The Wakefield committers may hold off-line discussions from time-to-time. Since these meetings are just for the committers and invited wayland experts, summary minutes will be recorded here as time permits
Online Zoom Meeting 9am PDT June 20 2024
Attendees: Olivier Fourdan, Jonas Ådahl, Maxim Kartashev, Kevin Rushforth, Victor D'yakov, Phil Race
Vacation season : several people out today, and because of same we will not meet in July
Phil : DnD bug https://gitlab.gnome.org/GNOME/mutter/-/issues/3511 is a TCK compliance issue for JDK
Jonas : DnD bug should be fixed in Gnome 46.3 (6-29-2024)
We may need to follow up with distros to get it backported.
Phil : is libei ready for experimentation
Olivier: yes
Discussion about c/h files generated from wayland protocol files - we should
generate these at build time, not check them in. JDK build will tell a developer
of missing dependencies and how to fix during configure. To build on older OSes
such as are used by CI build systems will instead require a devkit.

————————

*PARTS OF THE EXERCISE*
1: Extract everything in the Wakefield meeting minutes from "Phil : is libei" down to "require a devkit.".
2: According to the Wakefield meeting minutes, in which Gnome release should the DnD bug be fixed?
3: Proceed with the Wakefield meeting minutes, starting right after their last sentence.
The items after these minutes aren't needed for anything here.

————————

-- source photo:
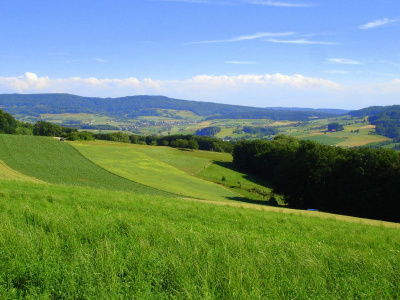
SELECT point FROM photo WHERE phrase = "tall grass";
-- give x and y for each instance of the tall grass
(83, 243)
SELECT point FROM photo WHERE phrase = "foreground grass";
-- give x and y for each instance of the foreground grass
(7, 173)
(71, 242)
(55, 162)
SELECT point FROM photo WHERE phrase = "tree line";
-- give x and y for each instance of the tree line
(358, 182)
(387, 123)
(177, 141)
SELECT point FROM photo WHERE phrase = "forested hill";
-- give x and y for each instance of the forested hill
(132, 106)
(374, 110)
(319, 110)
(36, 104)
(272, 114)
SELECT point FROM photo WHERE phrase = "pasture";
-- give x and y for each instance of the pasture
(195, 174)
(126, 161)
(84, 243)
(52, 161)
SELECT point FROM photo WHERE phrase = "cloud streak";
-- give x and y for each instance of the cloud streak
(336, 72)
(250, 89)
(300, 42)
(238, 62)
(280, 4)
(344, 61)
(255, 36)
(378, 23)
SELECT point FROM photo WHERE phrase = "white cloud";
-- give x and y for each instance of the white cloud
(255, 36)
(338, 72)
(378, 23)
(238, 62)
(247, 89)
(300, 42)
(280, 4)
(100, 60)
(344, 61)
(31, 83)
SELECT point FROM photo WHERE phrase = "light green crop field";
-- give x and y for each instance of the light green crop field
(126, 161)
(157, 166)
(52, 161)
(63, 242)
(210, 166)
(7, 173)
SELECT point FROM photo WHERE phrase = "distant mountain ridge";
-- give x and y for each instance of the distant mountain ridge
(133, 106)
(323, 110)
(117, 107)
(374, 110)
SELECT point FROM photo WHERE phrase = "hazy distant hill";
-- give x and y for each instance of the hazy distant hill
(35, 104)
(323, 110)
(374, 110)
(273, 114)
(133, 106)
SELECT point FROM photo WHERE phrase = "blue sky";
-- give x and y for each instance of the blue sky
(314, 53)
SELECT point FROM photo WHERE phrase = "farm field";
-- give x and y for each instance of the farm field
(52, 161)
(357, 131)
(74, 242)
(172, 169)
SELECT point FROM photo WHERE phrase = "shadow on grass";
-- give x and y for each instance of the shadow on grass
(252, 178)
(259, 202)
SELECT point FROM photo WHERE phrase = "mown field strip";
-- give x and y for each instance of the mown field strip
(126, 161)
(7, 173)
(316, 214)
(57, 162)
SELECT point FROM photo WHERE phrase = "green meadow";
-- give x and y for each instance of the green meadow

————————

*TASK-BY-TASK ANSWERS*
1:
Phil : is libei ready for experimentation
Olivier: yes
Discussion about c/h files generated from wayland protocol files - we should
generate these at build time, not check them in. JDK build will tell a developer
of missing dependencies and how to fix during configure. To build on older OSes
such as are used by CI build systems will instead require a devkit.

2: Gnome 46.3

3:
These are already extensively used by the JDK build.
Maxim:
Keeping Wakefield repo up to date with WIP.
Figured out what seems a reliable way to count FPS on wayland.
Have someone to work on Input Method support - common request
Jonas : Is this V3 - also there may be a meeting this summer in an occasional
series to discuss requirements for input methods. Maxim will send contact info
so the person working on it can participate if/when it happens.
Online Zoom Meeting 9am PST May 23 2024
Attendees: Niels de Graef, Jonas Adahl, Alexey Ushakov, Kevin Rushforth, Victor D'yakov, Phil Race, Alexander Zvegintsev
Alexander:
I was mostly focused on stabilizing tests. Many of them were failing, some for the non-obvious reasons.
For example, there is a difference. It looks like there is a difference in implementation between XWayland server and regular X11 server.
We have a couple of tests where we are not releasing the mouse keystroke or the keyboard keystroke.
This looks like the regular X11 server would release these keys when the client disconnects.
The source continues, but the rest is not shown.